__Exercise instructions__
Begin at the line containing "Target: cookie eye" in the data below and go on through the line containing "Target: cookie head", repeating each line exactly; include both ends and no other line.

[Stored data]
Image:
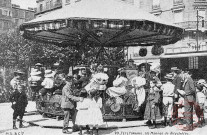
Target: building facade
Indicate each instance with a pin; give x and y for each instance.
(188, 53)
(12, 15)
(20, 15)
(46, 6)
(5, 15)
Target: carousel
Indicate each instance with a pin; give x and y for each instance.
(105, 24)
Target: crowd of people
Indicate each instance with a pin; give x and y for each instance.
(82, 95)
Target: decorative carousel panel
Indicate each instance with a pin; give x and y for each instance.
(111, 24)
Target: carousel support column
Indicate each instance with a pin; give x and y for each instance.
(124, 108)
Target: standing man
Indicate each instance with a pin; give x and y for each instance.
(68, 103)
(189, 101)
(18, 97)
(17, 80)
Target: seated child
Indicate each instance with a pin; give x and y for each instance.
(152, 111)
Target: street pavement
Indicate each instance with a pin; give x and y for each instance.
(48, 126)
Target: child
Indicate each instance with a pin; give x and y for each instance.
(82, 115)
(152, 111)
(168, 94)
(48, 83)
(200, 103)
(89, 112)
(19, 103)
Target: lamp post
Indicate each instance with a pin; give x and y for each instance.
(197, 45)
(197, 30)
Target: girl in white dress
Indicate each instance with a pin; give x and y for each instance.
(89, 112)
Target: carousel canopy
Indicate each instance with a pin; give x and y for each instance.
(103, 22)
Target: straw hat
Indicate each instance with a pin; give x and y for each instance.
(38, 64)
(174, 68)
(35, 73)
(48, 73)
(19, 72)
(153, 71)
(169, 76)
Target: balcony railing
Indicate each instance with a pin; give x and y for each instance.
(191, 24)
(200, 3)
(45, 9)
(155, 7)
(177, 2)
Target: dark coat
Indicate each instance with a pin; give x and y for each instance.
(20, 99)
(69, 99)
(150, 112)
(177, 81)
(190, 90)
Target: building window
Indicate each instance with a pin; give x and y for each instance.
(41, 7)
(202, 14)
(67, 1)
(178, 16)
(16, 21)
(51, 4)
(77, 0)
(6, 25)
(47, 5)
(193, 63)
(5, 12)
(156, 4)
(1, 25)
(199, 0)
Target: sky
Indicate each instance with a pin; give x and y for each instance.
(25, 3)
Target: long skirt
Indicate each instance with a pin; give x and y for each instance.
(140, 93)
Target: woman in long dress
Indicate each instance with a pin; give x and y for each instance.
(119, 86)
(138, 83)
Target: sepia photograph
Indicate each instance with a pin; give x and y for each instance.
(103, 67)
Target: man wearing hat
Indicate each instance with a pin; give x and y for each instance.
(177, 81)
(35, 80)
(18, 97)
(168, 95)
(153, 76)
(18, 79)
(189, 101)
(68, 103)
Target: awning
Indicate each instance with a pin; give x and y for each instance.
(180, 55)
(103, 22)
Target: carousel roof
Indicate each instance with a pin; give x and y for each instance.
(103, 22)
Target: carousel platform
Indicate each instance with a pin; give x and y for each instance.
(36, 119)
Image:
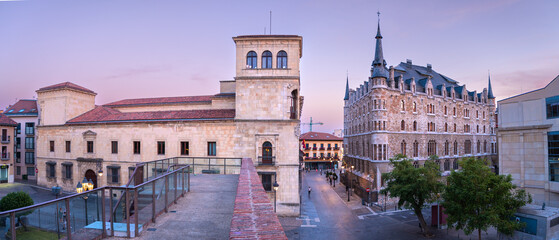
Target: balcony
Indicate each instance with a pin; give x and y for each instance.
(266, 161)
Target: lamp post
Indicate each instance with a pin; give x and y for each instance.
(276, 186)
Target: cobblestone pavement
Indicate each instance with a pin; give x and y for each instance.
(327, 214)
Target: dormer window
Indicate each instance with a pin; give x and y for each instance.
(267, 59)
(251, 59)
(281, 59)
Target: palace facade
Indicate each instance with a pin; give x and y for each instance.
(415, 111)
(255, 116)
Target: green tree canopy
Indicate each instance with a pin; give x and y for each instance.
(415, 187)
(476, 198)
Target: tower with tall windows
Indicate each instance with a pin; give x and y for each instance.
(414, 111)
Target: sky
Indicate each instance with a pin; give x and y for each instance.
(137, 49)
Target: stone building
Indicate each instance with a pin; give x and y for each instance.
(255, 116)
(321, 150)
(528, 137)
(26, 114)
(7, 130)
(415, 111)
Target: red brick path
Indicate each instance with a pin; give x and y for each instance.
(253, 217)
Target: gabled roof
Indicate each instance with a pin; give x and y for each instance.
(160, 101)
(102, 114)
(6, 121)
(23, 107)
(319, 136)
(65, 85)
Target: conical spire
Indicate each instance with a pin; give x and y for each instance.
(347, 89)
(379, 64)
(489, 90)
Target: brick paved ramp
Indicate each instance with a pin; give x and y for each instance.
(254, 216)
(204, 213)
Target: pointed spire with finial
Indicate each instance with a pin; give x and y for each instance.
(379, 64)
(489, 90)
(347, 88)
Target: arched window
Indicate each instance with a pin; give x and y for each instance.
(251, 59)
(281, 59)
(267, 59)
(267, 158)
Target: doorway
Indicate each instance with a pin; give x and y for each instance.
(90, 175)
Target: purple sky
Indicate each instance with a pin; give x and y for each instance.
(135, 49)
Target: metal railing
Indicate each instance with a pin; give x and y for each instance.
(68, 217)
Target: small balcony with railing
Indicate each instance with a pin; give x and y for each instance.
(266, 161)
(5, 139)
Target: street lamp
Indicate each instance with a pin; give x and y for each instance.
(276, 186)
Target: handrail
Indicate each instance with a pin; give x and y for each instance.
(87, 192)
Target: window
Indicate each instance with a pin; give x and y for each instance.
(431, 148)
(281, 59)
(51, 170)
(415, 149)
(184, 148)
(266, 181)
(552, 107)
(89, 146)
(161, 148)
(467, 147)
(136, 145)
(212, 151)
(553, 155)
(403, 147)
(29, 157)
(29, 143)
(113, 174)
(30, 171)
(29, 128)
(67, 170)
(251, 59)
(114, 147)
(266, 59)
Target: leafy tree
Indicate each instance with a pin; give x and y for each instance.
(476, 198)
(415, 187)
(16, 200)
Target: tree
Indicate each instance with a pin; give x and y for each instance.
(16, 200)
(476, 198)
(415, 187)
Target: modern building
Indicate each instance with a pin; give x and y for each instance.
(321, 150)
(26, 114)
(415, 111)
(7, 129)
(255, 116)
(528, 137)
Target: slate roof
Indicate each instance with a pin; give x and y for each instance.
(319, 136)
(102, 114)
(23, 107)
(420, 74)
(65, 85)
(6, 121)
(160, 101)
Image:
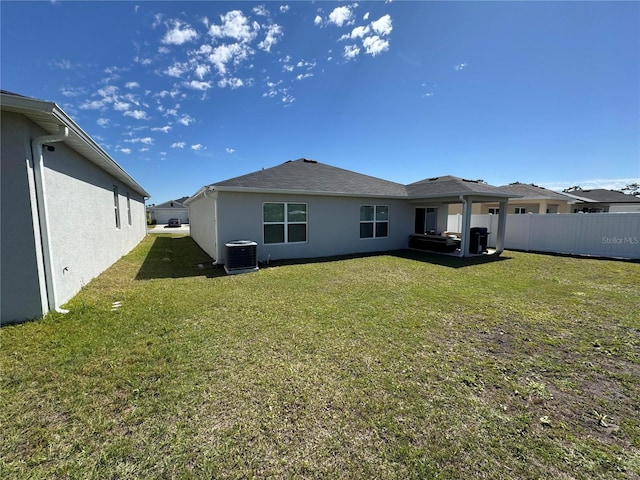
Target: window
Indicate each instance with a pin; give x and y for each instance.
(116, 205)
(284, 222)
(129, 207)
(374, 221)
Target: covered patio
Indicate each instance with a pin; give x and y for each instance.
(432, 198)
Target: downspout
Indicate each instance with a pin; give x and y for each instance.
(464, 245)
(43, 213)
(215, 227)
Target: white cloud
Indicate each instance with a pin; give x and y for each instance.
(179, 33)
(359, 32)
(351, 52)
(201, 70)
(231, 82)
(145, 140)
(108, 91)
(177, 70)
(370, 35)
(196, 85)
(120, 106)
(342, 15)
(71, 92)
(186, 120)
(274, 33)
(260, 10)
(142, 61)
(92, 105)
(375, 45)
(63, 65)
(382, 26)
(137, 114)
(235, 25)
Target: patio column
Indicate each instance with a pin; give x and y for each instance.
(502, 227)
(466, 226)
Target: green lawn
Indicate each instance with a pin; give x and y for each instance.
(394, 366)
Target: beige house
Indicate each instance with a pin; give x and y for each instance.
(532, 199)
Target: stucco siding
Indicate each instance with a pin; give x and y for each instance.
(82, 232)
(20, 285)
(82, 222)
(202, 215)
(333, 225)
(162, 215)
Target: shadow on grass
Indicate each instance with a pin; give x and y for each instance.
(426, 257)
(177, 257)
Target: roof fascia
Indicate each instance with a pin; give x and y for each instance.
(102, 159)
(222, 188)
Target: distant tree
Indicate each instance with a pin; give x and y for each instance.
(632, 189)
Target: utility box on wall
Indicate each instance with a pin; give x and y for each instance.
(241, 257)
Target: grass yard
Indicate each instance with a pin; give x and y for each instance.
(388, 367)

...

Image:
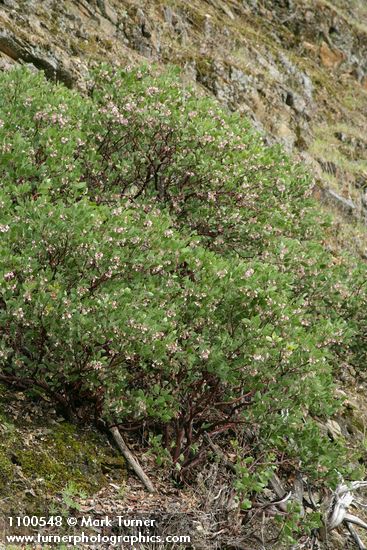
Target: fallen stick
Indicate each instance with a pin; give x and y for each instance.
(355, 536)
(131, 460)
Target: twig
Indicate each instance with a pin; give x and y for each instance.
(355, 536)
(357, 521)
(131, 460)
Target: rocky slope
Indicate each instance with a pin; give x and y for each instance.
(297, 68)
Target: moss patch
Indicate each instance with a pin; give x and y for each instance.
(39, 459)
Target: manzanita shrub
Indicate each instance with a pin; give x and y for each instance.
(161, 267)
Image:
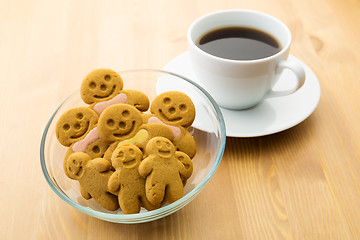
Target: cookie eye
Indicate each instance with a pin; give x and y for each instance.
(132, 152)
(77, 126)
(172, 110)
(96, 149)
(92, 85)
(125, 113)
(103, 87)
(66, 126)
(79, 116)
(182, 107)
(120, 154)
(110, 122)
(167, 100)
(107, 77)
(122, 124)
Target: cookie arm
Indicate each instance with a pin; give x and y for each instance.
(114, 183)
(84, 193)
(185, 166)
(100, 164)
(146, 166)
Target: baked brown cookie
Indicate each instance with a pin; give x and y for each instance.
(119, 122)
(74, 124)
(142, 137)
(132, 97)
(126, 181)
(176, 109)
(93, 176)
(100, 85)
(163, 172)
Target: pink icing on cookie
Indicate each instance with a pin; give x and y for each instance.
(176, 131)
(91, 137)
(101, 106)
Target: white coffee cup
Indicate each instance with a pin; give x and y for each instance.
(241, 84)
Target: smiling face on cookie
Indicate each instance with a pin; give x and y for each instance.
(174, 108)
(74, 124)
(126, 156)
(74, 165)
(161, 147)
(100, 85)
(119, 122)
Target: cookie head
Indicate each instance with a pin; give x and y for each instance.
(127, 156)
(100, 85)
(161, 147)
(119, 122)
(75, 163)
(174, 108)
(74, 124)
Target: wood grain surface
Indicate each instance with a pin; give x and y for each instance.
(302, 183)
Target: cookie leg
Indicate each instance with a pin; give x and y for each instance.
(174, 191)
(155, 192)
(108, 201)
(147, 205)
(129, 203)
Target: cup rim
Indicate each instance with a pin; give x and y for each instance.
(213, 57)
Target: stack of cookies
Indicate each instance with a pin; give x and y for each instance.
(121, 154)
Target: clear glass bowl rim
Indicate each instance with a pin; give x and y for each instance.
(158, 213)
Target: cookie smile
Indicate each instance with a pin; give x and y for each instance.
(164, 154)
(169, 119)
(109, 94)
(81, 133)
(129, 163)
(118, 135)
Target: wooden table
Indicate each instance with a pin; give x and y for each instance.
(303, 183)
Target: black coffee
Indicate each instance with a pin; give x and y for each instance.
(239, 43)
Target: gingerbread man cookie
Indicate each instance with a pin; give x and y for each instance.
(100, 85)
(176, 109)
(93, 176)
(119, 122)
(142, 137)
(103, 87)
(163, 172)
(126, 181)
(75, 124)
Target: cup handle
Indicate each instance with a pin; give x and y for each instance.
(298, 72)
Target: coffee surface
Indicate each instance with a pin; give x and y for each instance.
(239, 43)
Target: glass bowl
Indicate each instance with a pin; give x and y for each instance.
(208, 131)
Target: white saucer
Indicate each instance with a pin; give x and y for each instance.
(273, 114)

__Final answer__
Target: cookie eye
Indicate each instance with a pin; give x and y for each instance.
(132, 152)
(77, 126)
(172, 110)
(96, 149)
(92, 85)
(125, 113)
(103, 87)
(66, 126)
(79, 116)
(182, 107)
(120, 154)
(110, 122)
(167, 100)
(107, 77)
(122, 124)
Target: cookie arm
Indicate each instance with a pin; give x and y for each instance.
(114, 183)
(84, 193)
(185, 166)
(100, 164)
(146, 166)
Target: baked brown cookie
Indicate each instance with a pin; give x and y for each instance.
(119, 122)
(74, 124)
(142, 137)
(132, 97)
(126, 181)
(176, 109)
(93, 176)
(100, 85)
(163, 172)
Target: pink icing on cookie
Indicate each instance with a pin; give x and y for each instance.
(176, 131)
(91, 137)
(101, 106)
Target: white coffee cup
Indicate each instance with a pin; give x and y for each instance.
(241, 84)
Target: smiling face on cookie
Indicate each instance with a pin; give x and y for each instance.
(174, 108)
(74, 124)
(126, 156)
(74, 165)
(161, 147)
(100, 85)
(119, 122)
Target: cookie head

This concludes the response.